Ordinanza di Cassazione Civile Sez. L Num. 24981 Anno 2025
Civile Ord. Sez. L Num. 24981 Anno 2025
Presidente: COGNOME
Relatore: NOME COGNOME
Data pubblicazione: 10/09/2025
ORDINANZA
sul ricorso 30221-2022 proposto da:
COGNOME rappresentato e difeso dagli avvocati NOME COGNOME NOME COGNOME
– ricorrente –
contro
RAGIONE_SOCIALE in persona del legale rappresentante pro tempore, rappresentata e difesa dagli avvocati NOME COGNOME NOME COGNOME
– controricorrente –
avverso la sentenza n. 1787/2022 della CORTE D’APPELLO di NAPOLI, depositata il 08/06/2022 R.G.N. 1700/2019;
udita la relazione della causa svolta nella camera di consiglio del 09/07/2025 dal Consigliere Dott. NOME COGNOME
Oggetto
Sanzioni disciplinari
R.G.N. 30221/2022
COGNOME
Rep.
Ud. 09/07/2025
CC
FATTI DI CAUSA
Con separati ricorsi NOME COGNOME e NOME COGNOME premesso di essere stati assunti alle dipendenze di Autostrade per l’Italia s.p.a. con mansioni di ‘Esattore’ ed inquadramento nel livello C del C.C.N.L. applicato, e di essere addetti alla gestione delle casse automatiche, di avere subito un procedimento disciplinare relativo ad un ammanco pari ad € 6.623,05 e di essere stati sanzionati con nota del 15 settembre 2016, chiedevano: annullare e dichiarare illegittima la sanzione disciplinare della sospensione dal servizio con privazione della retribuzione per giorni 10 ai sensi dell’art. 36 , punto 1, Lett. d, del vigente CCNL comminata con provvedimento del 15.09.2016, nonché del provvedimento del 25.10.2016, nonché di ogni altro atto e/o provvedimento presupposto, connesso e consequenziale; ordinare la cancellazione della sanzione dal fascicolo personale del dipendente; condannare Autostrade per l’Italia RAGIONE_SOCIALE a restituire i 10 giorni di paga con riserva di procedere con separato giudizio in ordine ai danni.
Riuniti i giudizi il Tribunale di Napoli Nord con sentenza n. 1245/2019 accoglieva parzialmente i ricorsi dichiarando la illegittimità della contestazione disciplinare per difetto di specificità e per l’effetto annullava la sanzione disciplinare.

- _Cosa fare_:
1. Copia dall'ordinanza il tratto che va da "Riuniti i giudizi" fino a "la sanzione disciplinare.".
2. Secondo l'ordinanza, a quanto ammontava l'ammanco per cui fu avviato il procedimento disciplinare?

- _Dati forniti_:
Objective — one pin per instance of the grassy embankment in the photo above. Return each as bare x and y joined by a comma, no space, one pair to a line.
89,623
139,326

- _Risposte ai compiti_:
1.
Riuniti i giudizi il Tribunale di Napoli Nord con sentenza n. 1245/2019 accoglieva parzialmente i ricorsi dichiarando la illegittimità della contestazione disciplinare per difetto di specificità e per l’effetto annullava la sanzione disciplinare.

2. € 6.623,05